- [Extracted records]:
━━━
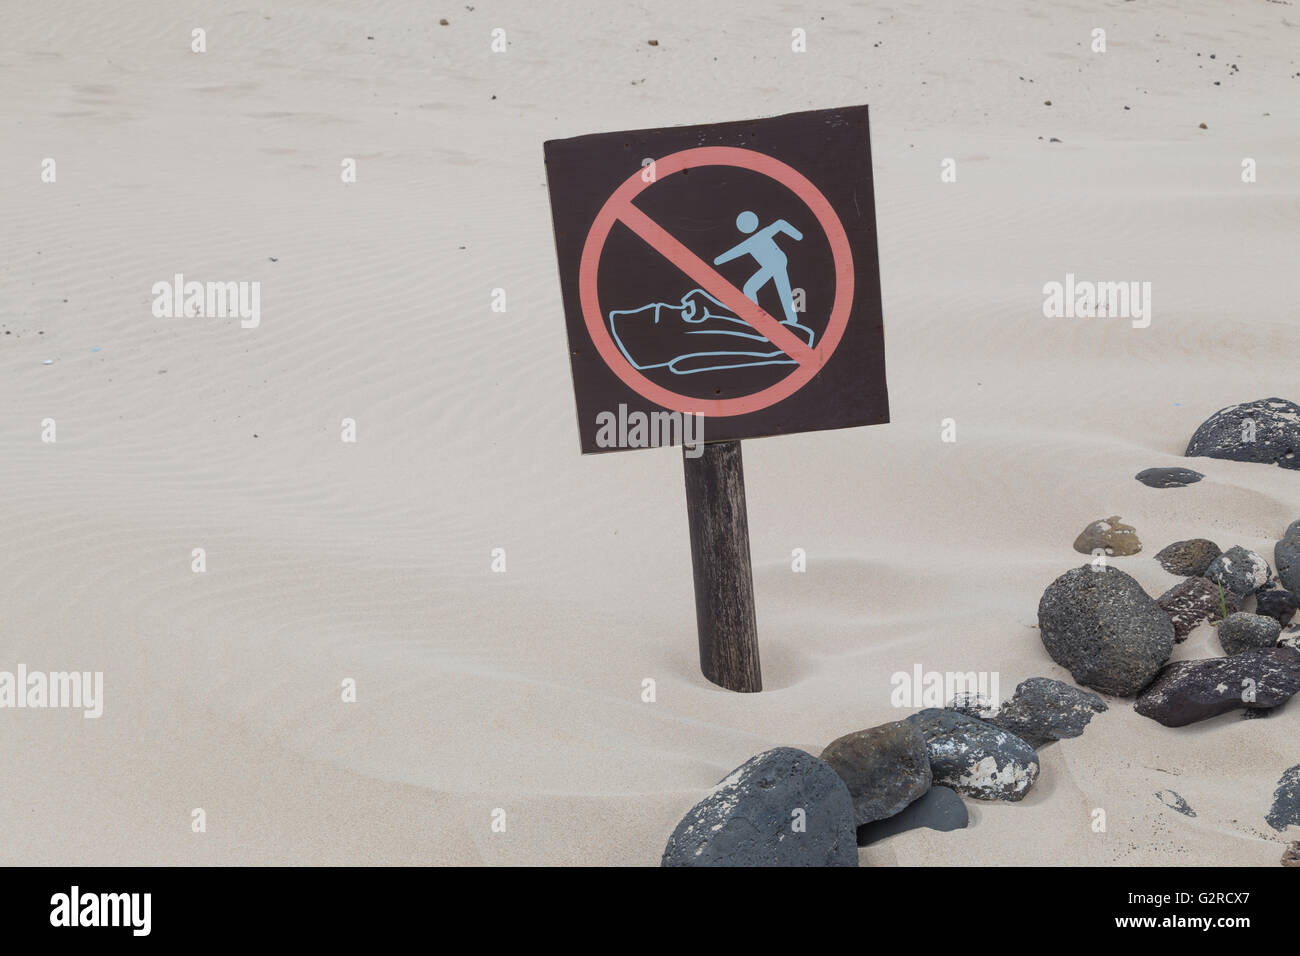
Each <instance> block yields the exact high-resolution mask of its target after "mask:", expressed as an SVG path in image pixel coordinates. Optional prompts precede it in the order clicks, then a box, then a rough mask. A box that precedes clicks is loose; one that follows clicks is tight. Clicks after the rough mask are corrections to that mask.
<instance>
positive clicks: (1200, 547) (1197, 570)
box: [1156, 537, 1223, 578]
mask: <svg viewBox="0 0 1300 956" xmlns="http://www.w3.org/2000/svg"><path fill="white" fill-rule="evenodd" d="M1222 553H1223V551H1221V550H1219V546H1218V545H1217V544H1214V542H1213V541H1209V540H1208V538H1204V537H1193V538H1190V540H1187V541H1175V542H1174V544H1171V545H1169V546H1167V548H1165V549H1164V550H1162V551H1161V553H1160V554H1157V555H1156V561H1158V562H1160V566H1161V567H1162V568H1165V570H1166V571H1169V572H1170V574H1171V575H1182V576H1187V578H1204V576H1205V571H1206V570H1208V568H1209V566H1210V562H1213V561H1214V558H1217V557H1218V555H1221V554H1222Z"/></svg>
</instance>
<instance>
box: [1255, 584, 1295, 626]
mask: <svg viewBox="0 0 1300 956" xmlns="http://www.w3.org/2000/svg"><path fill="white" fill-rule="evenodd" d="M1297 610H1300V597H1296V596H1295V594H1292V593H1291V592H1290V591H1282V589H1281V588H1275V589H1273V591H1257V592H1256V593H1255V613H1256V614H1262V615H1264V617H1266V618H1273V619H1274V620H1277V622H1278V624H1282V626H1286V624H1290V623H1291V619H1292V618H1294V617H1295V615H1296V611H1297Z"/></svg>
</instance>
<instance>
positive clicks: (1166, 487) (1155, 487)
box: [1134, 468, 1205, 488]
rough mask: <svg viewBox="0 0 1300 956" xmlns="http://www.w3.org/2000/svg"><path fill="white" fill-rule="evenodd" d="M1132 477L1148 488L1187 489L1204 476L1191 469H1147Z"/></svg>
mask: <svg viewBox="0 0 1300 956" xmlns="http://www.w3.org/2000/svg"><path fill="white" fill-rule="evenodd" d="M1134 477H1136V479H1138V480H1139V481H1141V483H1143V484H1144V485H1147V486H1148V488H1187V485H1195V484H1196V483H1197V481H1200V480H1201V479H1203V477H1205V476H1204V475H1201V473H1200V472H1199V471H1192V470H1191V468H1147V471H1139V472H1138V473H1136V475H1135V476H1134Z"/></svg>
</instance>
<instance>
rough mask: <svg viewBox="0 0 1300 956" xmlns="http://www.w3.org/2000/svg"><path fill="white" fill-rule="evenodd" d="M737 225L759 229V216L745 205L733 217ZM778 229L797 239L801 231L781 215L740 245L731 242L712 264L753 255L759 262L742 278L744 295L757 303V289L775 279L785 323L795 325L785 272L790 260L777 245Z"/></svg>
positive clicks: (789, 324) (753, 256) (776, 287)
mask: <svg viewBox="0 0 1300 956" xmlns="http://www.w3.org/2000/svg"><path fill="white" fill-rule="evenodd" d="M736 228H737V229H740V230H741V232H742V233H754V230H755V229H758V216H757V215H755V213H753V212H750V211H749V209H745V212H742V213H741V215H740V216H737V217H736ZM781 233H784V234H785V235H790V237H793V238H794V239H796V241H800V239H802V238H803V233H801V232H800V230H798V229H796V228H794V226H792V225H790V224H789V222H787V221H785V220H784V219H779V220H776V221H775V222H772V225H770V226H764V228H763V229H761V230H759V232H757V233H754V234H753V235H750V237H749V238H748V239H745V241H744V242H741V243H740V245H737V246H732V247H731V248H729V250H727V251H725V252H723V254H722V255H720V256H718V258H716V259H714V265H722V264H723V263H729V261H731V260H732V259H736V258H738V256H742V255H748V256H753V258H754V261H755V263H758V272H755V273H754V274H753V276H750V278H749V281H748V282H745V287H744V289H742V290H741V291H742V293H744V294H745V298H746V299H749V300H750V302H753V303H754V304H758V290H759V289H762V287H763V286H764V285H767V284H768V282H775V284H776V291H777V294H779V295H780V297H781V308H783V310H784V311H785V324H787V325H798V319H797V317H796V315H794V294H793V293H792V291H790V277H789V274H788V273H787V264H788V261H789V260H788V259H787V258H785V254H784V252H783V251H781V248H780V246H777V245H776V235H779V234H781Z"/></svg>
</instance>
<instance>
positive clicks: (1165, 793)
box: [1156, 790, 1196, 817]
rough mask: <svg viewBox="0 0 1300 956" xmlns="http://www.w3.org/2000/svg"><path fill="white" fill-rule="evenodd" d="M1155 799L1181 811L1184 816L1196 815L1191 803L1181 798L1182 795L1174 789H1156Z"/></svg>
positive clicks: (1161, 802)
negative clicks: (1155, 797) (1187, 801)
mask: <svg viewBox="0 0 1300 956" xmlns="http://www.w3.org/2000/svg"><path fill="white" fill-rule="evenodd" d="M1156 799H1157V800H1160V803H1162V804H1165V806H1167V808H1169V809H1171V810H1177V812H1178V813H1182V814H1183V816H1184V817H1195V816H1196V810H1193V809H1192V805H1191V804H1188V803H1187V801H1186V800H1183V795H1182V793H1179V792H1178V791H1177V790H1162V791H1158V792H1157V793H1156Z"/></svg>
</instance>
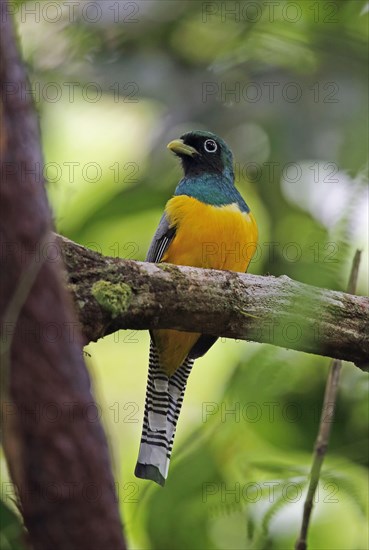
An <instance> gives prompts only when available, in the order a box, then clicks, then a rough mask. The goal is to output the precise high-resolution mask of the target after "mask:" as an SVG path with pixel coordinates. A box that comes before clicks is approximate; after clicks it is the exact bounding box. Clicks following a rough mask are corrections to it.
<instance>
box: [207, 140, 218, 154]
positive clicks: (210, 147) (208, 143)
mask: <svg viewBox="0 0 369 550" xmlns="http://www.w3.org/2000/svg"><path fill="white" fill-rule="evenodd" d="M204 149H205V151H206V152H207V153H215V151H216V150H217V149H218V145H217V144H216V142H215V141H214V140H213V139H207V140H206V141H205V143H204Z"/></svg>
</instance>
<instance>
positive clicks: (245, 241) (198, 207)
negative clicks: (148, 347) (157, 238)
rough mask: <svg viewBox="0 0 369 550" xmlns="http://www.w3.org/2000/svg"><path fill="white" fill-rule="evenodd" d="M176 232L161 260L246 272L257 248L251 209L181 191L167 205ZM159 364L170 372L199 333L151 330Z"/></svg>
━━━
- [WORK TO COMPLETE]: Apart from the pictures, every line above must be repeated exactly.

- [TASK OUTPUT]:
Each <instance> block yields the exact high-resolution mask of its target after "mask:", expressed as an SVG path in image pixel coordinates. Optional prompts precede it in the order clicks, then a box, then a rough mask. A box that precedes clicks is loose; one that follows clicks is tight. Clicks after the rough mask are corrections to that mask.
<instance>
positive clicks: (1200, 547) (1197, 570)
box: [1156, 537, 1223, 578]
mask: <svg viewBox="0 0 1300 956" xmlns="http://www.w3.org/2000/svg"><path fill="white" fill-rule="evenodd" d="M1222 553H1223V551H1221V550H1219V546H1218V545H1217V544H1214V542H1213V541H1209V540H1208V538H1204V537H1193V538H1190V540H1187V541H1175V542H1174V544H1171V545H1169V546H1167V548H1165V549H1164V550H1162V551H1161V553H1160V554H1157V555H1156V561H1158V562H1160V566H1161V567H1162V568H1165V570H1166V571H1169V572H1170V574H1171V575H1182V576H1187V578H1204V576H1205V571H1206V570H1208V568H1209V566H1210V562H1213V561H1214V558H1217V557H1218V555H1221V554H1222Z"/></svg>
</instance>
<instance>
box: [1255, 584, 1295, 626]
mask: <svg viewBox="0 0 1300 956" xmlns="http://www.w3.org/2000/svg"><path fill="white" fill-rule="evenodd" d="M1297 610H1300V597H1296V596H1295V594H1292V593H1291V592H1290V591H1282V589H1281V588H1275V589H1273V591H1257V592H1256V593H1255V613H1256V614H1262V615H1264V617H1266V618H1273V619H1274V620H1277V622H1278V624H1282V626H1286V624H1290V623H1291V619H1292V618H1294V617H1295V615H1296V611H1297Z"/></svg>
</instance>
<instance>
positive clicks: (1166, 487) (1155, 487)
box: [1134, 468, 1205, 488]
rough mask: <svg viewBox="0 0 1300 956" xmlns="http://www.w3.org/2000/svg"><path fill="white" fill-rule="evenodd" d="M1132 477L1148 488L1187 489L1204 476L1191 469H1147Z"/></svg>
mask: <svg viewBox="0 0 1300 956" xmlns="http://www.w3.org/2000/svg"><path fill="white" fill-rule="evenodd" d="M1134 477H1136V479H1138V480H1139V481H1141V483H1143V484H1144V485H1147V486H1148V488H1187V485H1195V484H1196V483H1197V481H1200V480H1201V479H1203V477H1205V476H1204V475H1201V473H1200V472H1199V471H1192V470H1191V468H1147V471H1139V472H1138V473H1136V475H1135V476H1134Z"/></svg>
</instance>
<instance>
rough mask: <svg viewBox="0 0 1300 956" xmlns="http://www.w3.org/2000/svg"><path fill="white" fill-rule="evenodd" d="M737 225L759 229V216L745 205L733 217ZM778 229L797 239L801 231L781 215L740 245L731 242L712 264L753 255L759 262L742 278L744 295L757 303V289L775 279L785 323L795 325L785 272L790 260L777 245Z"/></svg>
positive clicks: (789, 324) (753, 256) (776, 287)
mask: <svg viewBox="0 0 1300 956" xmlns="http://www.w3.org/2000/svg"><path fill="white" fill-rule="evenodd" d="M736 228H737V229H740V230H741V232H742V233H754V230H755V229H758V216H757V215H755V213H753V212H750V211H749V209H745V212H742V213H741V215H740V216H737V217H736ZM781 233H784V234H785V235H790V237H793V238H794V239H796V241H800V239H802V238H803V233H801V232H800V230H798V229H796V228H794V226H792V225H790V224H789V222H787V221H785V220H784V219H779V220H776V221H775V222H772V225H770V226H764V228H763V229H761V230H759V232H757V233H754V234H753V235H750V237H749V238H748V239H745V241H744V242H741V243H740V245H737V246H732V247H731V248H729V250H727V251H725V252H723V254H722V255H720V256H718V258H716V259H714V265H722V264H723V263H729V261H731V260H732V259H736V258H738V256H742V255H748V256H753V258H754V261H755V263H758V272H755V273H754V274H753V276H750V278H749V281H748V282H745V287H744V289H742V290H741V291H742V293H744V294H745V298H746V299H749V300H750V302H753V303H754V304H758V290H759V289H762V287H763V286H764V285H767V284H768V282H775V284H776V291H777V294H779V295H780V297H781V308H783V310H784V311H785V324H787V325H798V319H797V317H796V315H794V294H793V293H792V291H790V277H789V274H788V273H787V264H788V261H789V260H788V259H787V258H785V254H784V252H783V251H781V248H780V246H777V245H776V235H779V234H781Z"/></svg>
</instance>
<instance>
positive clicks: (1165, 793)
box: [1156, 790, 1196, 817]
rough mask: <svg viewBox="0 0 1300 956" xmlns="http://www.w3.org/2000/svg"><path fill="white" fill-rule="evenodd" d="M1155 799L1181 811L1184 816L1196 815L1191 803L1181 798L1182 795L1174 789H1156Z"/></svg>
positive clicks: (1161, 802)
negative clicks: (1155, 797) (1187, 801)
mask: <svg viewBox="0 0 1300 956" xmlns="http://www.w3.org/2000/svg"><path fill="white" fill-rule="evenodd" d="M1156 799H1157V800H1160V803H1162V804H1165V806H1167V808H1169V809H1171V810H1177V812H1178V813H1182V814H1183V816H1184V817H1195V816H1196V810H1193V809H1192V805H1191V804H1188V803H1187V801H1186V800H1183V795H1182V793H1179V792H1178V791H1177V790H1162V791H1158V792H1157V793H1156Z"/></svg>
</instance>
An <instance> gives prompts only when available, in the order a box, then clicks, then a rough mask. The goal is to output the precise high-resolution mask of the target after "mask:" as an SVG path with pixel coordinates. A box that comes before clicks is approximate; after clicks it is the exact bounding box. Clicks following a rough mask are corrections to it.
<instance>
box: [207, 140, 218, 154]
positive clicks: (210, 147) (208, 143)
mask: <svg viewBox="0 0 369 550" xmlns="http://www.w3.org/2000/svg"><path fill="white" fill-rule="evenodd" d="M204 149H205V151H206V152H207V153H215V151H216V150H217V149H218V145H217V144H216V142H215V141H214V140H213V139H207V140H206V141H205V143H204Z"/></svg>
</instance>
<instance>
positive clicks: (245, 241) (198, 207)
negative clicks: (148, 347) (157, 238)
rough mask: <svg viewBox="0 0 369 550" xmlns="http://www.w3.org/2000/svg"><path fill="white" fill-rule="evenodd" d="M176 232L161 260L246 272L257 248L251 209L181 191L167 205ZM159 364L170 372L199 333L151 330Z"/></svg>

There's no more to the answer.